* **TEXT EXTRACT**:
=-=-=-=-=
We have about 30 minutes of my discussion with Bryn, and then, if you're a subscriber, hang around, because her and I talked for about 15 more minutes about the future and what's going to happen. So if you're not a subscriber, that's a good time to do that so you can catch every bit of this interview. And if you are, stick around, because we've got a lot to talk about. Appreciate you all. Here's my interview with Bryn Tannehill.
Brad: Welcome to Straight White American Jesus. As I said just now, I welcome an incredible guest, somebody who I've quoted on this show so many times, and I know that many of you listening will be very familiar with, and that is Bryn Tannehill. So first, let me say, Bryn, thanks for joining me.
Bryn Tannehill: Thanks for having me on, Brad. Really happy to be here.
Brad: It's fun. It's funny when I interview folks, sometimes I'm like jealous of the very fascinating and interesting lives they've led. You have one of those lives. You're a US Navy Academy graduate. You're an Air Force Institute of Technology graduate. You have degrees in computer science and operations. You served overseas for deployments in places across the Middle East and the North Atlantic and the Adriatic. You left active duty, and you've worked in defense research, but you've also just written everywhere—written for the Huffington Post, you've written for Dame magazine, for The New Republic, and you've written also three great books. One of those is American Fascism: How the GOP is Subverting Democracy. And then there's two books that are so amazing in terms of what they offer people. One is Everything You Ever Wanted to Know About Trans, and the other is My Child Told Me They're Trans. What Do I Do?
=-=-=-=-=
* **PROBLEMS TO SOLVE**:
a – Which publications does the interview transcript say Bryn Tannehill has written for? List each one.
b – Tally the lines in the rows that contain the string "mouth". Reply with the number only.
The interview transcript and the rows below it come from unrelated sources.

* **ROWS**:
=-=-=-=-=
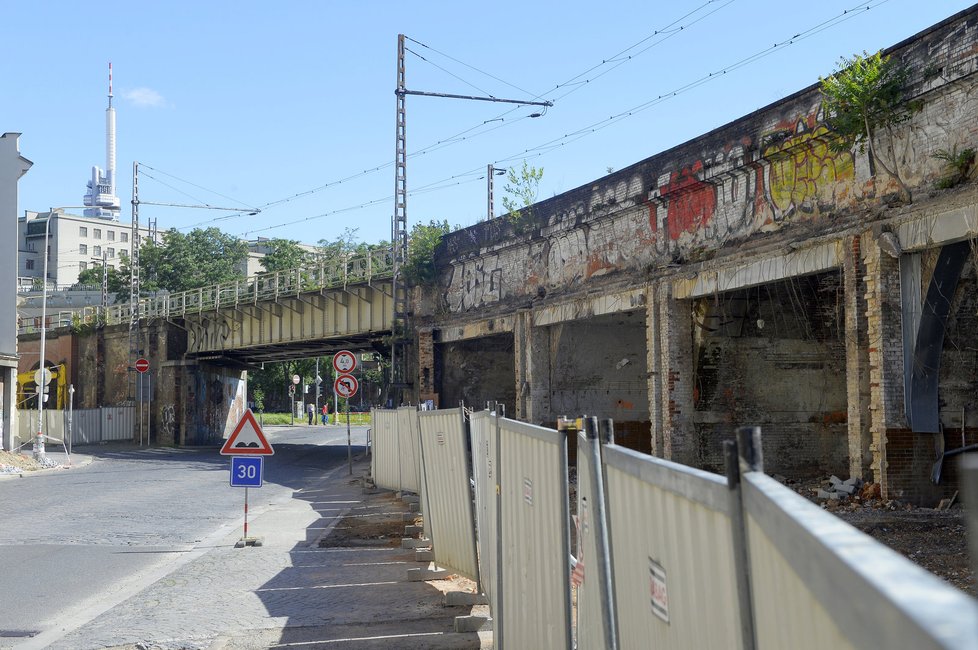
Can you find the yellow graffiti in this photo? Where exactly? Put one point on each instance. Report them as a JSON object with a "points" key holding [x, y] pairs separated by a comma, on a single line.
=-=-=-=-=
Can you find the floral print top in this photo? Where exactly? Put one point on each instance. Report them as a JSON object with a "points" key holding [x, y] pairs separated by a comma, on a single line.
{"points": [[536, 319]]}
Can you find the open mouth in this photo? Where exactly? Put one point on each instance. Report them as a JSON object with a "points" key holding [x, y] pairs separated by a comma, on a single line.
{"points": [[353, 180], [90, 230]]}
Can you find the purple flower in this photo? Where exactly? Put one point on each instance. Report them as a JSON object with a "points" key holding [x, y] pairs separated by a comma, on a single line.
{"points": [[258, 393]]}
=-=-=-=-=
* **SOLUTIONS BY TASK**:
a – Huffington Post, Dame magazine, The New Republic

b – 1